* _CONSIGNE 1_
Dans le texte sur Harry et les Messinger, quel nom portera le cinéma que le couple projette de construire ?
* _CONSIGNE 2_
Poursuivez le texte sur Harry et les Messinger après sa dernière phrase.

**** EXTRAIT CHOISI

Trois phrases courtes et lourdes qui tombent comme des pierres dans l'eau. Puis vient le récit d'un amour de jeunesse ou plutôt de l'amour de toute une vie. Harry est lycéen quand il rencontre Frau Messinger. Ses parents le destinent à reprendre la scierie familiale mais Harry s'y refuse. Alexandra a 27 ans et vient de la ville. Elle est anglaise, a épousé un allemand de 62 ans et la guerre a poussé le couple à se réfugier dans ce coin perdu d'Irlande. Harry est immédiatement ébloui par la beauté et la personnalité de cette jeune femme pleine de vie. 

"C'était une femme grande, mince à l'extrême, aux cheveux d'un noir de jais relevés au sommet de la tête, aux yeux bleus, aux lèvres minutieusement fardées. De ma vie je n'avais rencontré une personne aussi belle ni entendu une voix qui me fît aussi délicieusement frissonner." écrira-t-il dans son journal.



Parce qu'il se sent à l'étroit dans sa famille, dans son lycée, dans son église, parce qu'il rêve d'une toute autre vie que celle qui lui semble destinée, Harry va s'attacher à ce couple qui a le projet un peu fou de construire un cinéma dans cette petite ville de province irlandaise. C'est le cadeau que Herr Messinger veut offrir à sa femme avant qu'elle ne meure. Le cinéma s'appellera l'Alexandra. Et sur cet écran, Harry découvrira tout un monde, toute une vie de rêves.



"Ce jour-là, avant que je parte, elle me demanda de l'embrasser parce que c'était la veille de Noël. J'effleurai sa joue de mes lèvres et un instant elle glissa sa main dans la mienne."

********
**** DONNÉES ENREGISTRÉES

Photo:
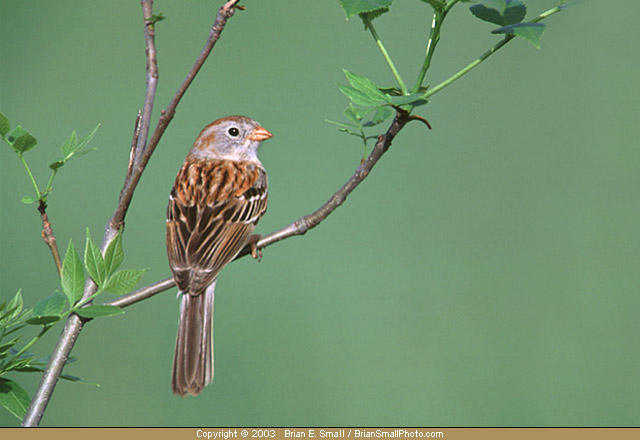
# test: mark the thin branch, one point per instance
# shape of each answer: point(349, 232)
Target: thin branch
point(152, 75)
point(48, 237)
point(434, 38)
point(385, 54)
point(74, 324)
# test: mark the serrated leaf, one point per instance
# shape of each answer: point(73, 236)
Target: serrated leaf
point(14, 398)
point(353, 7)
point(5, 126)
point(27, 200)
point(500, 12)
point(114, 254)
point(99, 311)
point(48, 310)
point(24, 143)
point(366, 86)
point(532, 32)
point(69, 145)
point(72, 277)
point(124, 281)
point(94, 262)
point(435, 4)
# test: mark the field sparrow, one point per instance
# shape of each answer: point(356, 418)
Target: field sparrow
point(219, 195)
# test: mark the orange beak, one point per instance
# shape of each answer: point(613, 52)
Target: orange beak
point(259, 134)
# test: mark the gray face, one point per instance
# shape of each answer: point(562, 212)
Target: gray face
point(230, 138)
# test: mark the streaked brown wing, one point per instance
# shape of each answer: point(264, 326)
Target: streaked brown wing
point(206, 229)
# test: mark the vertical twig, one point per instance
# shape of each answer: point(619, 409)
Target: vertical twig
point(74, 324)
point(152, 76)
point(47, 235)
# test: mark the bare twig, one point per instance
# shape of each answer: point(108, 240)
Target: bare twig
point(224, 13)
point(48, 237)
point(74, 324)
point(132, 152)
point(152, 76)
point(303, 224)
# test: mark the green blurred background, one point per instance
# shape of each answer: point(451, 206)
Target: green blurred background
point(486, 273)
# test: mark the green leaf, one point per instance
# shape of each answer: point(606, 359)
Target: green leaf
point(368, 17)
point(72, 277)
point(56, 162)
point(4, 348)
point(353, 7)
point(14, 398)
point(24, 143)
point(124, 281)
point(366, 86)
point(435, 4)
point(381, 115)
point(14, 307)
point(514, 12)
point(500, 12)
point(5, 126)
point(532, 32)
point(99, 311)
point(15, 134)
point(114, 255)
point(356, 96)
point(69, 145)
point(346, 128)
point(85, 140)
point(351, 113)
point(48, 310)
point(94, 262)
point(27, 200)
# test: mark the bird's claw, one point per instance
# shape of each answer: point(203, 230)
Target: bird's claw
point(253, 244)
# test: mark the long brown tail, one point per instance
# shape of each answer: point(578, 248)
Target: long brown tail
point(193, 358)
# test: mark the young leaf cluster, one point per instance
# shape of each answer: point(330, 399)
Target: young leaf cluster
point(509, 15)
point(102, 269)
point(371, 104)
point(21, 141)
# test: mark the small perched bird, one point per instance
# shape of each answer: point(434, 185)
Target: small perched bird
point(218, 197)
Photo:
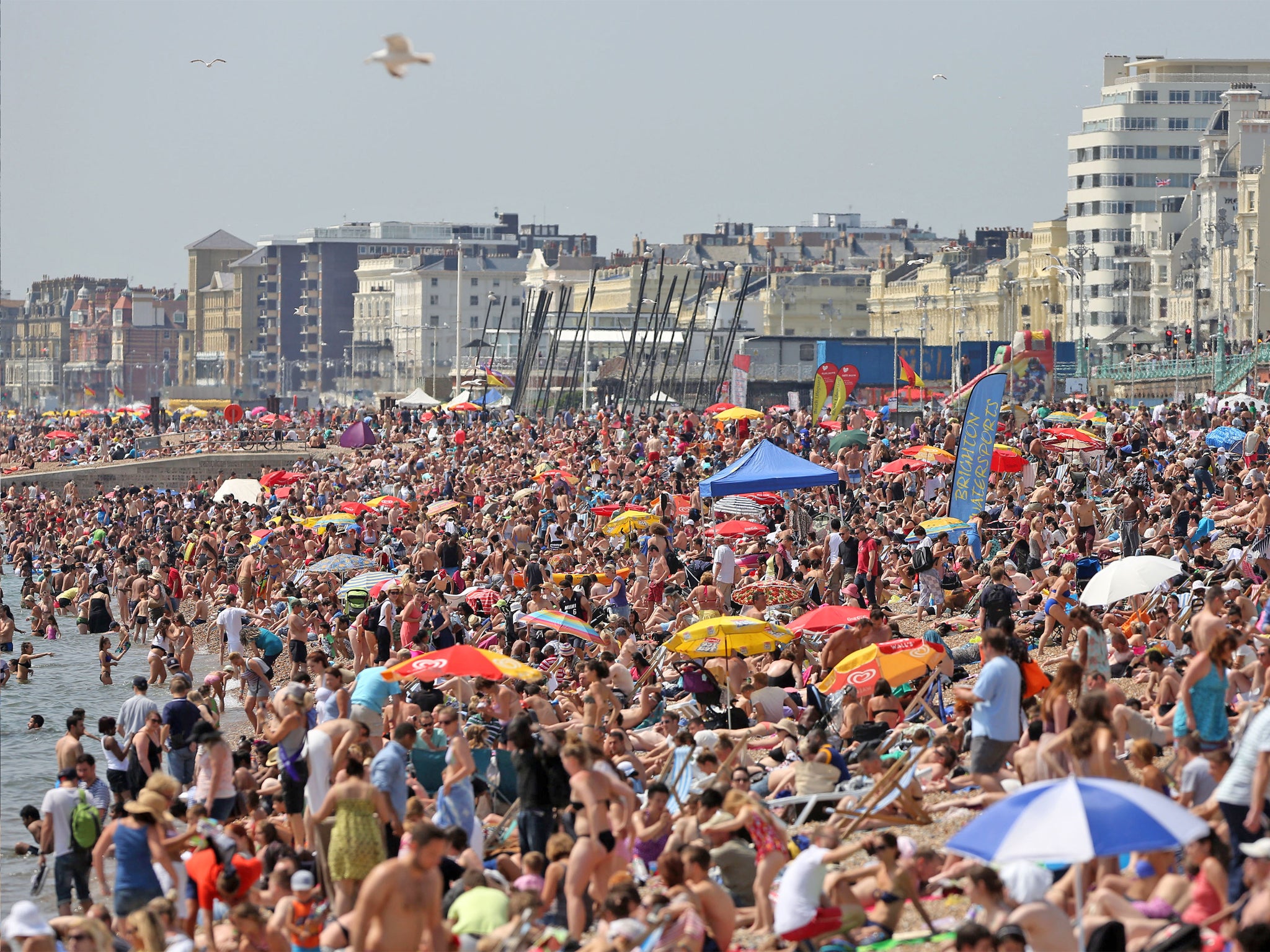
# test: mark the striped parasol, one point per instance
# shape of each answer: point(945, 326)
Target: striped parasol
point(366, 580)
point(482, 599)
point(717, 638)
point(739, 506)
point(944, 523)
point(624, 522)
point(340, 564)
point(564, 624)
point(931, 455)
point(897, 466)
point(779, 593)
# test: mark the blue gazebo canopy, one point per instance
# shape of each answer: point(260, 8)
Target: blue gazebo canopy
point(768, 467)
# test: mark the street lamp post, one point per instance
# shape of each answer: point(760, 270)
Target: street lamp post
point(923, 301)
point(1133, 334)
point(894, 371)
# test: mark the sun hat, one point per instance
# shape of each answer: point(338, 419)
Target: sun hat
point(24, 920)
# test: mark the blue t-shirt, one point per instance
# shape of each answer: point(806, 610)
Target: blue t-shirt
point(371, 691)
point(996, 716)
point(269, 643)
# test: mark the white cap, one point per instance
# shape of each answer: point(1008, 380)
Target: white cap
point(24, 919)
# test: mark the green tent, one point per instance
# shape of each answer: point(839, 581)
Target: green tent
point(849, 438)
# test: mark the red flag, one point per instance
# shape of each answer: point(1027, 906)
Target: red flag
point(910, 375)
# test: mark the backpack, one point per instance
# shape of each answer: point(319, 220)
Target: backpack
point(996, 602)
point(86, 824)
point(923, 558)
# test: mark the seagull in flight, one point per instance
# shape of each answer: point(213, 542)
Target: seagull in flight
point(398, 55)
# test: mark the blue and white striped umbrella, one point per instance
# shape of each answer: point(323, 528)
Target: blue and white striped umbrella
point(342, 563)
point(1225, 437)
point(739, 506)
point(365, 580)
point(1075, 821)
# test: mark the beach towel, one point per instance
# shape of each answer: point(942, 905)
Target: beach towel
point(319, 769)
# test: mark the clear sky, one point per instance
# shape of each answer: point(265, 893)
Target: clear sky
point(654, 118)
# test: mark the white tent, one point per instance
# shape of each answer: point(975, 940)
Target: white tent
point(658, 399)
point(418, 398)
point(243, 490)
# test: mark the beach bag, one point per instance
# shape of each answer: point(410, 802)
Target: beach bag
point(995, 602)
point(1036, 679)
point(812, 777)
point(923, 558)
point(1088, 568)
point(86, 824)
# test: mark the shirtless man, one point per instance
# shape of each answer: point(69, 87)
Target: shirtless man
point(69, 747)
point(399, 906)
point(1210, 620)
point(717, 907)
point(506, 701)
point(1086, 516)
point(838, 645)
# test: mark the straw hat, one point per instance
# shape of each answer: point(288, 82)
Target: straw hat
point(150, 803)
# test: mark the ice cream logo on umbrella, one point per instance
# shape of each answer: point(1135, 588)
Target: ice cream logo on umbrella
point(864, 677)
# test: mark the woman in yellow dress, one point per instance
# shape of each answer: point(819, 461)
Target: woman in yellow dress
point(357, 839)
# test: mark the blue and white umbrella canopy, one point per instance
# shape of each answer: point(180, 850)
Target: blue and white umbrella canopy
point(342, 563)
point(1225, 437)
point(1075, 821)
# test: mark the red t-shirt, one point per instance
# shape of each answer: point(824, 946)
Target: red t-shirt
point(866, 549)
point(203, 870)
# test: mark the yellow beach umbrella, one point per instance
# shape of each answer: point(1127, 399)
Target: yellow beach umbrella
point(741, 413)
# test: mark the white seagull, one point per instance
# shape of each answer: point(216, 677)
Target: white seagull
point(398, 55)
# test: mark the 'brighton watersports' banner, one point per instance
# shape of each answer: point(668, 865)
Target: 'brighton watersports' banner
point(826, 376)
point(974, 447)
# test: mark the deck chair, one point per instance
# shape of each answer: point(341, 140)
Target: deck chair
point(680, 777)
point(890, 800)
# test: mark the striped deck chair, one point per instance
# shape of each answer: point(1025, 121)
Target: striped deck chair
point(680, 777)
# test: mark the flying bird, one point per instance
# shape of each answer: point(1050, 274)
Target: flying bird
point(398, 55)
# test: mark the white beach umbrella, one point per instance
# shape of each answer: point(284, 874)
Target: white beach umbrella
point(1134, 575)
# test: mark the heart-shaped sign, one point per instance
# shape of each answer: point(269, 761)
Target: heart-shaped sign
point(850, 375)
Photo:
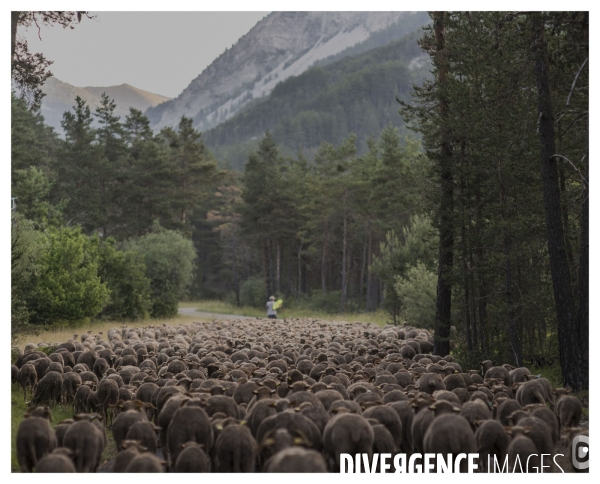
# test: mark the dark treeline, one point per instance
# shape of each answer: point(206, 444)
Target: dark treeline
point(479, 233)
point(327, 103)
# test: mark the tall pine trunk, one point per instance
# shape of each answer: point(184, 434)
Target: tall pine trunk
point(443, 308)
point(573, 364)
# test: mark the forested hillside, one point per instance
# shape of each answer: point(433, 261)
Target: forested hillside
point(476, 226)
point(353, 95)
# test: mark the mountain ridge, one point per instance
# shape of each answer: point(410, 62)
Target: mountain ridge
point(281, 45)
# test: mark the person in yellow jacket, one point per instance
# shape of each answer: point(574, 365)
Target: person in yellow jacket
point(271, 312)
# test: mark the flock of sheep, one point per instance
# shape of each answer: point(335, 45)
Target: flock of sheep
point(279, 396)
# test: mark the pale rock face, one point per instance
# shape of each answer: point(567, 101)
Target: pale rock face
point(281, 45)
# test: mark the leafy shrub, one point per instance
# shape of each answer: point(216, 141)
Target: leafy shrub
point(253, 292)
point(68, 287)
point(124, 275)
point(417, 293)
point(169, 260)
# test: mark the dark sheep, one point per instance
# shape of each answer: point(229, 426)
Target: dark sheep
point(70, 383)
point(492, 441)
point(387, 417)
point(531, 392)
point(347, 433)
point(569, 411)
point(123, 423)
point(450, 434)
point(296, 459)
point(130, 450)
point(145, 463)
point(57, 461)
point(235, 450)
point(27, 378)
point(188, 424)
point(48, 389)
point(35, 438)
point(475, 412)
point(192, 458)
point(506, 409)
point(144, 432)
point(86, 442)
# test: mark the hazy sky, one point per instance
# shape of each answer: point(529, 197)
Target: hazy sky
point(160, 52)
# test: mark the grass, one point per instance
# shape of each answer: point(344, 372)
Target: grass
point(220, 307)
point(554, 375)
point(59, 413)
point(62, 334)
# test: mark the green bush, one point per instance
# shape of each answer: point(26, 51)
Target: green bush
point(124, 275)
point(417, 293)
point(328, 302)
point(169, 260)
point(253, 292)
point(68, 287)
point(26, 251)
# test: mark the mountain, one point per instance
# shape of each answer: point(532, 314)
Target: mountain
point(356, 94)
point(60, 97)
point(282, 45)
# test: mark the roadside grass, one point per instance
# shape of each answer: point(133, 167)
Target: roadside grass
point(220, 307)
point(553, 374)
point(61, 334)
point(59, 413)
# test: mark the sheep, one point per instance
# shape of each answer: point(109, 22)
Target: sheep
point(347, 433)
point(388, 417)
point(35, 438)
point(145, 462)
point(531, 391)
point(189, 423)
point(143, 432)
point(235, 450)
point(450, 434)
point(505, 409)
point(27, 378)
point(86, 442)
point(70, 383)
point(296, 459)
point(492, 441)
point(48, 389)
point(57, 461)
point(522, 452)
point(129, 450)
point(475, 412)
point(192, 458)
point(568, 410)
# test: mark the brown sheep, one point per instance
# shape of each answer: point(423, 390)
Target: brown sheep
point(57, 461)
point(48, 389)
point(347, 433)
point(86, 442)
point(189, 423)
point(27, 378)
point(492, 442)
point(296, 459)
point(35, 438)
point(450, 434)
point(145, 433)
point(474, 412)
point(531, 391)
point(145, 462)
point(235, 450)
point(569, 410)
point(192, 458)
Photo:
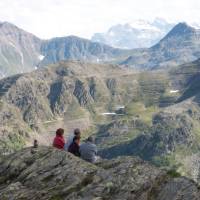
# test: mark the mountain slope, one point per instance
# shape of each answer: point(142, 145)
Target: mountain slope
point(47, 173)
point(74, 48)
point(70, 91)
point(138, 34)
point(19, 50)
point(179, 46)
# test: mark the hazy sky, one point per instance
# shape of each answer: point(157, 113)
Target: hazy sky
point(49, 18)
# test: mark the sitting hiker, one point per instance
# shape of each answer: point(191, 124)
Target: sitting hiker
point(59, 141)
point(74, 146)
point(35, 144)
point(69, 140)
point(88, 150)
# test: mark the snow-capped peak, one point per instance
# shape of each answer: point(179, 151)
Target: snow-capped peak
point(41, 57)
point(143, 25)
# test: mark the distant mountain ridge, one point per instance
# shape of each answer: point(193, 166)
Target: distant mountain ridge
point(138, 34)
point(21, 51)
point(179, 46)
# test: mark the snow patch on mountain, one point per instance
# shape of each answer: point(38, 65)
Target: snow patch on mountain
point(136, 34)
point(41, 57)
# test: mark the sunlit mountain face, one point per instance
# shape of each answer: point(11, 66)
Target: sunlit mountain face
point(136, 34)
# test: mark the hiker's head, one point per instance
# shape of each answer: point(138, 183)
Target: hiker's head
point(60, 132)
point(76, 139)
point(90, 139)
point(77, 132)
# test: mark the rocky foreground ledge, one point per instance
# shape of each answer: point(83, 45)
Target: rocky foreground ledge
point(47, 173)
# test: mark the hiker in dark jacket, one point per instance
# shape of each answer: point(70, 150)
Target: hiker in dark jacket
point(74, 146)
point(88, 150)
point(59, 140)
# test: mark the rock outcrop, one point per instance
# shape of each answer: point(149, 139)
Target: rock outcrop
point(47, 173)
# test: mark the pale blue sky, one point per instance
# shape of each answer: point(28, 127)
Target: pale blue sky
point(49, 18)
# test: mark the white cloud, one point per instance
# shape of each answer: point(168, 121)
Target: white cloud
point(48, 18)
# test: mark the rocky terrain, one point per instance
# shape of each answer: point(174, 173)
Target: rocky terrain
point(179, 46)
point(47, 173)
point(21, 51)
point(137, 34)
point(69, 91)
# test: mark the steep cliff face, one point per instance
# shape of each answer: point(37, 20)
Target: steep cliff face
point(47, 173)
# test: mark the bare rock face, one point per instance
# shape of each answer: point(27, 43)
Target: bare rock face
point(47, 173)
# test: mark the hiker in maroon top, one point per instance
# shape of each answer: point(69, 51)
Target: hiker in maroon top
point(59, 140)
point(74, 146)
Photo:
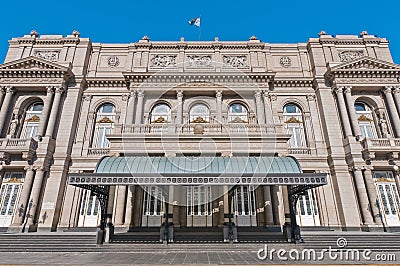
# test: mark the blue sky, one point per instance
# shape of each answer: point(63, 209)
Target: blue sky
point(123, 21)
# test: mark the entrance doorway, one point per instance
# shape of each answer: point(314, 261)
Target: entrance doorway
point(307, 209)
point(199, 207)
point(9, 196)
point(244, 206)
point(388, 197)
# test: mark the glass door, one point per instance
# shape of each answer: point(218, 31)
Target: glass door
point(388, 197)
point(153, 206)
point(89, 215)
point(307, 210)
point(9, 197)
point(244, 206)
point(199, 209)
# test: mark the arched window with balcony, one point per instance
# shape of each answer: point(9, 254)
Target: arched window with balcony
point(161, 113)
point(238, 113)
point(33, 115)
point(294, 125)
point(105, 118)
point(199, 113)
point(365, 119)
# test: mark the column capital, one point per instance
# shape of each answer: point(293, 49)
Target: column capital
point(140, 93)
point(387, 90)
point(179, 94)
point(338, 90)
point(9, 89)
point(347, 89)
point(257, 94)
point(50, 90)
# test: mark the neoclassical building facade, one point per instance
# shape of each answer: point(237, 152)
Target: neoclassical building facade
point(71, 107)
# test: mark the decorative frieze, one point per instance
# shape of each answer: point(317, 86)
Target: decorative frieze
point(163, 61)
point(285, 61)
point(51, 56)
point(235, 60)
point(113, 61)
point(199, 60)
point(348, 56)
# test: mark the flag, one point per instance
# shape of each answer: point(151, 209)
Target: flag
point(195, 22)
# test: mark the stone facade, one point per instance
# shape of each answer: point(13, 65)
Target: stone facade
point(315, 90)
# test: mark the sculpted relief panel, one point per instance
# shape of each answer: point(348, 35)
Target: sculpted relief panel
point(235, 60)
point(347, 56)
point(199, 60)
point(51, 56)
point(163, 61)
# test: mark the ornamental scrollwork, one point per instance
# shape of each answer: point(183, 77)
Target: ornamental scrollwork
point(348, 56)
point(163, 61)
point(285, 61)
point(51, 56)
point(235, 60)
point(113, 61)
point(199, 60)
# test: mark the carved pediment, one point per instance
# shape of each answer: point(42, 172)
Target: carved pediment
point(366, 63)
point(34, 67)
point(364, 68)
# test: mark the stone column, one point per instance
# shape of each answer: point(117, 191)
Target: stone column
point(371, 190)
point(343, 112)
point(35, 195)
point(130, 108)
point(120, 205)
point(218, 96)
point(139, 108)
point(179, 111)
point(269, 215)
point(396, 94)
point(259, 108)
point(2, 93)
point(45, 112)
point(6, 105)
point(24, 198)
point(362, 196)
point(54, 112)
point(352, 112)
point(392, 109)
point(269, 119)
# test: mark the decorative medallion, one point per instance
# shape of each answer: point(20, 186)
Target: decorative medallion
point(285, 61)
point(199, 120)
point(160, 120)
point(51, 56)
point(235, 60)
point(113, 61)
point(293, 120)
point(105, 120)
point(163, 61)
point(347, 56)
point(199, 60)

********

* _RÉPONSE ATTENDUE 1_
Le cinéma s'appellera l'Alexandra.

* _RÉPONSE ATTENDUE 2_
Il n'y aura rien de plus charnel entre Harry et Frau Messinger. Il eut été facile pour l'auteur de nous écrire une sorte de "Blé en herbe" mais ce n'est pas le choix de William Trevor. A cela il préfère dessiner les contours d'un amour immense entre les deux époux dont Harry demeure le témoin privilégié. Toute sa vie sera marqué par ce haut idéal, cet amour total d'un mari pour sa femme. Le cinéma sera par la suite comme le tombeau d'Alexandra, un endroit sacré dont il ne pourra jamais se séparer.

"Je suis un vieux propriétaire de cinéma de cinquante-huit ans sans cinéma, pourtant lorsque je m'assois au milieu des sièges vides, mes souvenirs me comblent".



Roman nostalgique au charme suranné, "Les splendeurs de l'Alexandra" m'a conquise par son écriture subtile et pudique. Je me suis attachée à ce jeune homme qui refuse de perdre cet amour si beau et si pur que la mort a rendu éternel. Un amour de cinéma peut-être. La vie rêvée de Harry.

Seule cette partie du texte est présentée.